--- begin Items ---

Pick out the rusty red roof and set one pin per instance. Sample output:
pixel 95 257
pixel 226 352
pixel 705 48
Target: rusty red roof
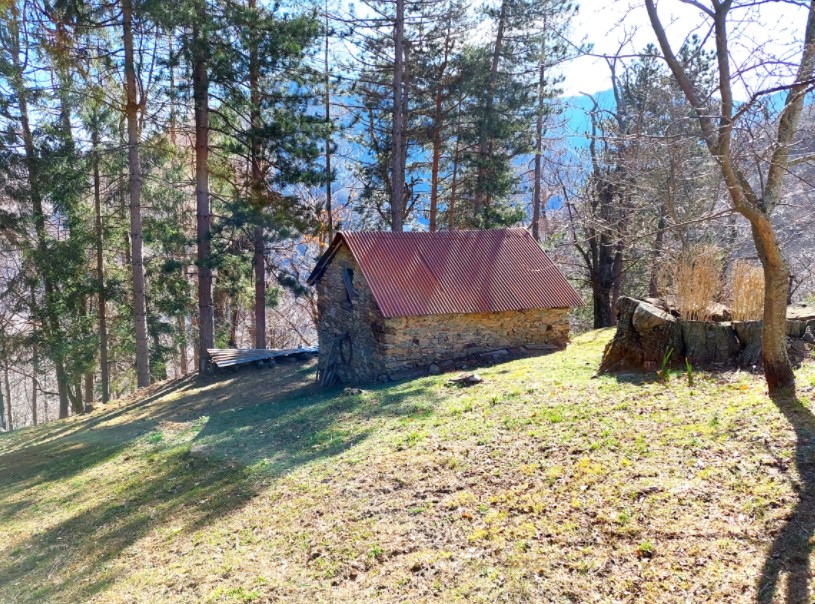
pixel 419 273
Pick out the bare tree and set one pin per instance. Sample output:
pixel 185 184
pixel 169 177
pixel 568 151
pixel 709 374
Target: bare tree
pixel 754 202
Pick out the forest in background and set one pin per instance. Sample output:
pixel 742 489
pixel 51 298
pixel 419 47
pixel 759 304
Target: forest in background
pixel 170 172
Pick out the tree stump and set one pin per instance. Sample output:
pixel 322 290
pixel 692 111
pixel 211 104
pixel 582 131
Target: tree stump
pixel 644 335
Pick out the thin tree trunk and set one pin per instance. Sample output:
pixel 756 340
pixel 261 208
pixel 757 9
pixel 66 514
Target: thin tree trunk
pixel 437 143
pixel 257 194
pixel 51 320
pixel 536 195
pixel 7 386
pixel 182 347
pixel 3 426
pixel 134 167
pixel 451 203
pixel 233 324
pixel 397 147
pixel 206 328
pixel 101 302
pixel 35 369
pixel 35 360
pixel 653 285
pixel 484 135
pixel 328 201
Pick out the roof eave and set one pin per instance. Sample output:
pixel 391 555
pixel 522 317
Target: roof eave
pixel 325 259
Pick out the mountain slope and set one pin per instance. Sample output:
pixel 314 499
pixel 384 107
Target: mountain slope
pixel 542 484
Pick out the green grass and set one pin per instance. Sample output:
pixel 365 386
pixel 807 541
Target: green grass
pixel 544 483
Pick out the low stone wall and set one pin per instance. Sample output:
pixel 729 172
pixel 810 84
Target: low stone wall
pixel 645 333
pixel 419 341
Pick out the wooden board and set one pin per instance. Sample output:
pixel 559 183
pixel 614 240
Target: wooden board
pixel 232 357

--- end Items ---

* [Exercise goal] Could you write out all the lines above again with "Sample output" replaced by "Example output" wherever it occurs and everything else unchanged? Omit the pictures.

* [Response to this exercise]
Pick out the rusty red roof and set one pin per instance. Example output:
pixel 95 257
pixel 226 352
pixel 705 48
Target: rusty red roof
pixel 419 273
Pick out the bare tree and set one pin per instance. Example output:
pixel 185 184
pixel 169 177
pixel 568 151
pixel 709 374
Target: bare tree
pixel 754 202
Pick out the forest in background and set one pin per instance. Example output:
pixel 742 489
pixel 51 298
pixel 419 47
pixel 759 304
Target: forest in background
pixel 170 172
Pick out the tree stump and set one pin per instance. Example output:
pixel 322 290
pixel 692 111
pixel 211 104
pixel 582 131
Target: tree stump
pixel 644 335
Pick out the thin tree trunk and set one pin per instance. Example output:
pixel 756 340
pixel 261 208
pixel 757 9
pixel 66 514
Target: thin tree trunk
pixel 437 143
pixel 257 194
pixel 51 320
pixel 536 195
pixel 7 386
pixel 182 347
pixel 3 426
pixel 134 167
pixel 451 203
pixel 233 324
pixel 397 147
pixel 206 328
pixel 101 302
pixel 35 369
pixel 35 360
pixel 653 285
pixel 484 135
pixel 328 201
Pick out the roof eave and set one pin per instance. Example output:
pixel 391 555
pixel 522 317
Target: roof eave
pixel 325 259
Pick out the mountain slope and set one pin per instance. Example output:
pixel 314 499
pixel 384 107
Target: mountain slope
pixel 542 484
Pick out the green grass and set one pin per instance. Example output:
pixel 365 386
pixel 807 541
Target: green grass
pixel 544 483
Pick out the low stone wall and set one pin per instance. Example output:
pixel 729 172
pixel 810 84
Target: low stone wall
pixel 645 333
pixel 419 341
Pick out the wooden board and set one pin per instance. Example output:
pixel 559 183
pixel 614 240
Target: wooden board
pixel 232 357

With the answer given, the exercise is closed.